[Fragmenten uit een dataset met locatieannotaties]
⁂
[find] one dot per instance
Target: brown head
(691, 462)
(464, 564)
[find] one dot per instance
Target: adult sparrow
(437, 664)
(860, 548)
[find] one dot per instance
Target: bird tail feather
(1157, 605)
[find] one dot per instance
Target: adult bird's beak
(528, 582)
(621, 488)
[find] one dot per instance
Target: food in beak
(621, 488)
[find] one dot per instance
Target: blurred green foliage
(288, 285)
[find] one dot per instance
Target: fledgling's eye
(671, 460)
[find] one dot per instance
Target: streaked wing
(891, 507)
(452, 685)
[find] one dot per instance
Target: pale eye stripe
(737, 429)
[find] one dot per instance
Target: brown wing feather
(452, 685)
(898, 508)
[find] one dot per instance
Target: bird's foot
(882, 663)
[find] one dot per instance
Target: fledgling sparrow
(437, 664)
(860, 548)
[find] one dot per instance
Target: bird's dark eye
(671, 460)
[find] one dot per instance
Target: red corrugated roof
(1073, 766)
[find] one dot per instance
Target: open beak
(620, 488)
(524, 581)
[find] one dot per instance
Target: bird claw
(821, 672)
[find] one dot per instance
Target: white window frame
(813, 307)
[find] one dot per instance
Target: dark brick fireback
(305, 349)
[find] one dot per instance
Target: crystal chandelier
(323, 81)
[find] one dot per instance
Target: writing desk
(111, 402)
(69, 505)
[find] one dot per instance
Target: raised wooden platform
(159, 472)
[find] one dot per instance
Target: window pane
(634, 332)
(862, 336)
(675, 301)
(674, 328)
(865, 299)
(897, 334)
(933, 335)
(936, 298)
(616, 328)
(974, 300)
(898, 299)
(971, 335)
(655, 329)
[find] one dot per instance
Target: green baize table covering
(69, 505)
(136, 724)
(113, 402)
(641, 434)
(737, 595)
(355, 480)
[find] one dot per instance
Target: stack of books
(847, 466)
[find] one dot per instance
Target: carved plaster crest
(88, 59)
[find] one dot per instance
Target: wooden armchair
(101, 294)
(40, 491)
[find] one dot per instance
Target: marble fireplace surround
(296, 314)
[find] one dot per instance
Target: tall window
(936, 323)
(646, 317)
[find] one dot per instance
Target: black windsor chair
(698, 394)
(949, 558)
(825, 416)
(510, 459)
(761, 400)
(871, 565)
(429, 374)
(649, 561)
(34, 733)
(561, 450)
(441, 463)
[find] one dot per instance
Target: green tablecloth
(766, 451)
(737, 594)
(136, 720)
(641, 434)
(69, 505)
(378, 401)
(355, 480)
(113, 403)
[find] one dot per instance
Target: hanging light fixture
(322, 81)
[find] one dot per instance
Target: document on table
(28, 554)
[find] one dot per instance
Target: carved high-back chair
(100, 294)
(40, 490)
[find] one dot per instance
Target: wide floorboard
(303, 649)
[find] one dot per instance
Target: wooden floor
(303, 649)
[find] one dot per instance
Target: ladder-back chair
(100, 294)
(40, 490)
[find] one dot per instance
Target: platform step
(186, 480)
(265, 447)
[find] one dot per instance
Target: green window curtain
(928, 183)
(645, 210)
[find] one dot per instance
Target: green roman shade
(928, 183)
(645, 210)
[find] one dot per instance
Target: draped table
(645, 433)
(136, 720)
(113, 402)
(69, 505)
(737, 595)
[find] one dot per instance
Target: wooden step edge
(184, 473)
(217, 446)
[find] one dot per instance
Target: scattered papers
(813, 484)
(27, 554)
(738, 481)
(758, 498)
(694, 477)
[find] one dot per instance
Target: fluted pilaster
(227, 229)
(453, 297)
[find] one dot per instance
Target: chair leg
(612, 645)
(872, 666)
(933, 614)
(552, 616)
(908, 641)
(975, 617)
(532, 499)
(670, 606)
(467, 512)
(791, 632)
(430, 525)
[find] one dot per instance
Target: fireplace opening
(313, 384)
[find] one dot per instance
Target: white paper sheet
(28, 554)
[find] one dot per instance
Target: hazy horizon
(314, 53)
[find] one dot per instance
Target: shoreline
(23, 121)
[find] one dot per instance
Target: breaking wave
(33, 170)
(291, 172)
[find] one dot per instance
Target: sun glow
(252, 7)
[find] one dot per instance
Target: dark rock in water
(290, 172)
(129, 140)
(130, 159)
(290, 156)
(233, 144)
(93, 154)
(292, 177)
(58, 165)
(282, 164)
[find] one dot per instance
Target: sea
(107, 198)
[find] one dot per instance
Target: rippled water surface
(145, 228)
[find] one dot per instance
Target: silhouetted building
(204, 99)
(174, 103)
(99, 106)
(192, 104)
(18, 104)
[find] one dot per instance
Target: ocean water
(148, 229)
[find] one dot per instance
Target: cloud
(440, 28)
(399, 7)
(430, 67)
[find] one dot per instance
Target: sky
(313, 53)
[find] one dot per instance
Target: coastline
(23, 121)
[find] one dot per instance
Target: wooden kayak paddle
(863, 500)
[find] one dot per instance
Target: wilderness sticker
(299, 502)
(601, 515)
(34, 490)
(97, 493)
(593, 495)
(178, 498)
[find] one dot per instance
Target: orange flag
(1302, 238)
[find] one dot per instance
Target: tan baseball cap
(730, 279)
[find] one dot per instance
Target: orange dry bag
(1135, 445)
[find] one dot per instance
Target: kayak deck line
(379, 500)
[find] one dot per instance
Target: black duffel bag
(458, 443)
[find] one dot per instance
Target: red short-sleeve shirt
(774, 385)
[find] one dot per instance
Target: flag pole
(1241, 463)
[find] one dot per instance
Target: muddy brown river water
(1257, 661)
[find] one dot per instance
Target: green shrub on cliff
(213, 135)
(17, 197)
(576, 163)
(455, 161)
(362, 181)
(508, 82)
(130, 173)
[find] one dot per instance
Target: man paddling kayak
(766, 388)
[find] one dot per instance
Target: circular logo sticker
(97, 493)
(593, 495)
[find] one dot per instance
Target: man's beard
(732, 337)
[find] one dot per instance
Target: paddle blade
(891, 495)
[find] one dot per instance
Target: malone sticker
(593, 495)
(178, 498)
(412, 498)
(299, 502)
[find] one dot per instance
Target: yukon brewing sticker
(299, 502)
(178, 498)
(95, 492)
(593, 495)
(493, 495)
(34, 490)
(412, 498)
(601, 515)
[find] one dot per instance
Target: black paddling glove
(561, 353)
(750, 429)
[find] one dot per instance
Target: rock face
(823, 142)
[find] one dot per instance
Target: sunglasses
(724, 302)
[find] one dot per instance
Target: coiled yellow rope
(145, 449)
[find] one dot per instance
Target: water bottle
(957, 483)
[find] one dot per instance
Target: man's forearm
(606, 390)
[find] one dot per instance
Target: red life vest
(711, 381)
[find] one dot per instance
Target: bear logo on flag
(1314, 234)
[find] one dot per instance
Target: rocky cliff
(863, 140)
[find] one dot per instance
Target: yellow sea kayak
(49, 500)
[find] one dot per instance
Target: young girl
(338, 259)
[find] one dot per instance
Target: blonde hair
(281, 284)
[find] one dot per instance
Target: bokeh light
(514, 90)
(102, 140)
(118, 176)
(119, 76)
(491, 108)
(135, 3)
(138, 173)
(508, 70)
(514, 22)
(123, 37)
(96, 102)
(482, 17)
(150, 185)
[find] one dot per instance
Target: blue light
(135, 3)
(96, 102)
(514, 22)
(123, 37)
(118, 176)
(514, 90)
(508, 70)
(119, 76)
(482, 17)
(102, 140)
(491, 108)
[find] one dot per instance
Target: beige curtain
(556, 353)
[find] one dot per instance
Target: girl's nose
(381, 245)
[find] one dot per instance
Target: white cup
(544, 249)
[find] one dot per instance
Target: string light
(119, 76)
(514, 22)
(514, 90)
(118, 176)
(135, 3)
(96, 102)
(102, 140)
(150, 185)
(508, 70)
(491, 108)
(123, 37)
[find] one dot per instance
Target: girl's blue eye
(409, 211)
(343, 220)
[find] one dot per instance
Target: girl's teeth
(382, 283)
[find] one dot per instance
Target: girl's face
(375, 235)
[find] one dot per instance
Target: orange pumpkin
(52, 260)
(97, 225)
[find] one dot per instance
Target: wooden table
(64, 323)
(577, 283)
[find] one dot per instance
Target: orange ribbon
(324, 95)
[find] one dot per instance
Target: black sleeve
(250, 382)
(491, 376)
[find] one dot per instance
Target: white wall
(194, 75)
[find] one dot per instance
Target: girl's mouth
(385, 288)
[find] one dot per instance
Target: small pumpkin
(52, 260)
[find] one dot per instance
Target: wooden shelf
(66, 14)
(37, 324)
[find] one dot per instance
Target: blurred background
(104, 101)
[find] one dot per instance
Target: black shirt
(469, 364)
⁂
*GEGEVEN OPDRACHT*
Tel in hoeveel regels van de records de tekenreeks "dark" voorkomt, waarbij hoofdletters en kleine letters verschillend tellen. Geef alleen het aantal.

*UITWERKING*
3